◆ **PROBLEM DETAILS**: Please put the material below into a two-column CSV with the header columns "request" and "polygon". Give one row per request, with its text and its answer each in a single quoted field and line breaks replaced by spaces.

Spatial annotation records:
════════════════════
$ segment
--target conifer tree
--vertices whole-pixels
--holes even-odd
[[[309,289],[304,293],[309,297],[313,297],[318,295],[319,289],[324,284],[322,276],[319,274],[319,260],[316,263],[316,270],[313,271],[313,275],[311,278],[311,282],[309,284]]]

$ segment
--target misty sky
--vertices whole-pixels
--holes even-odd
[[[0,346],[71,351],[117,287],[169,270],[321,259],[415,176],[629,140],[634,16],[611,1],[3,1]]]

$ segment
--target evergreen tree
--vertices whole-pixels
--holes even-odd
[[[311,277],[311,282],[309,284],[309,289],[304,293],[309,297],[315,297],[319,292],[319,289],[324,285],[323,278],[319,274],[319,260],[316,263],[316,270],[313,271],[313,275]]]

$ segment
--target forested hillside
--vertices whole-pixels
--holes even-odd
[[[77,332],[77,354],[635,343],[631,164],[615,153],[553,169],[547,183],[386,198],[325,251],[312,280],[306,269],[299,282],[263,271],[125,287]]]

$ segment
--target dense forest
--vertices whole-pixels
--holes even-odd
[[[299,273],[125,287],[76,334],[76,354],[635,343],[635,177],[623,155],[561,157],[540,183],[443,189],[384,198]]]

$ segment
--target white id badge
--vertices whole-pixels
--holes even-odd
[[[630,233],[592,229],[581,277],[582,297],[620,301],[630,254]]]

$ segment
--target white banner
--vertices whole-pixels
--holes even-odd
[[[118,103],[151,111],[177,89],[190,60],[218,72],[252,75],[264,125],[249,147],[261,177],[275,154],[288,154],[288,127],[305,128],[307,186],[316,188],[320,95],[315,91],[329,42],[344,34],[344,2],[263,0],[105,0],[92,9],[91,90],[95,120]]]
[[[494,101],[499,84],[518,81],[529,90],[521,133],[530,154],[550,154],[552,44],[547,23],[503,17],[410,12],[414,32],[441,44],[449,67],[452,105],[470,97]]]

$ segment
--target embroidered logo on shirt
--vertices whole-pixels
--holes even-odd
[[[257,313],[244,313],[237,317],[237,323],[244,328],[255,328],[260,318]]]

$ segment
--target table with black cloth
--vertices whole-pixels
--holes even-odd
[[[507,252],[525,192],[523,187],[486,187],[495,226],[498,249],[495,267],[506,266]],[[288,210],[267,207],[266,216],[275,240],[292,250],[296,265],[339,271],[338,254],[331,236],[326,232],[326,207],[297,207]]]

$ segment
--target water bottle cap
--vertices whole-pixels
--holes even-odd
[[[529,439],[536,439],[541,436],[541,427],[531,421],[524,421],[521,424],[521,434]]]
════════════════════
◆ **TASK OUTPUT**:
request,polygon
"$ segment --target conifer tree --vertices whole-pixels --holes even-odd","[[[309,289],[304,293],[309,297],[313,297],[318,295],[319,289],[324,284],[322,276],[319,274],[319,260],[316,263],[316,270],[313,271],[313,275],[311,278],[311,282],[309,284]]]"
"$ segment --target misty sky --vertices whole-pixels --holes even-odd","[[[0,346],[71,351],[117,287],[169,270],[321,259],[415,176],[629,140],[634,16],[611,1],[3,1]]]"
"$ segment --target evergreen tree --vertices whole-pixels --holes even-odd","[[[311,277],[311,282],[309,284],[309,289],[304,293],[309,297],[315,297],[319,292],[319,289],[324,285],[323,278],[319,274],[319,260],[316,263],[316,270],[313,271],[313,275]]]"
"$ segment --target forested hillside --vertices whole-pixels --holes even-odd","[[[77,332],[77,354],[635,343],[631,164],[615,153],[553,169],[547,183],[386,198],[325,251],[312,280],[306,269],[299,282],[263,271],[125,287]]]"
"$ segment --target dense forest --vertices whole-pixels --holes even-odd","[[[299,273],[125,287],[76,334],[76,354],[635,343],[635,177],[623,155],[561,157],[540,183],[443,189],[384,198]]]"
"$ segment --target white id badge --vertices whole-pixels --holes even-odd","[[[630,233],[592,229],[581,277],[582,297],[620,301],[630,254]]]"
"$ segment --target white banner --vertices whole-pixels --holes even-odd","[[[118,103],[151,111],[177,89],[190,60],[218,72],[252,75],[264,125],[249,147],[261,177],[275,154],[288,154],[288,127],[305,128],[307,186],[316,188],[320,95],[315,91],[329,42],[344,34],[344,2],[263,0],[105,0],[92,9],[91,90],[95,120]]] [[[494,101],[499,84],[518,81],[529,90],[521,133],[530,154],[550,154],[552,44],[547,23],[503,17],[410,12],[414,32],[441,44],[449,67],[452,105],[470,97]]]"
"$ segment --target embroidered logo on shirt --vertices whole-pixels --holes even-odd","[[[257,313],[244,313],[237,317],[237,323],[244,328],[255,328],[260,318]]]"
"$ segment --target table with black cloth --vertices whole-pixels --holes even-odd","[[[507,252],[525,192],[523,187],[486,187],[495,226],[498,249],[495,267],[506,266]],[[288,210],[267,207],[266,216],[275,240],[292,250],[296,265],[339,271],[338,254],[331,236],[326,232],[326,207],[297,207]]]"
"$ segment --target water bottle cap --vertices whole-pixels --holes even-odd","[[[529,439],[536,439],[541,436],[541,427],[531,421],[524,421],[521,424],[521,434]]]"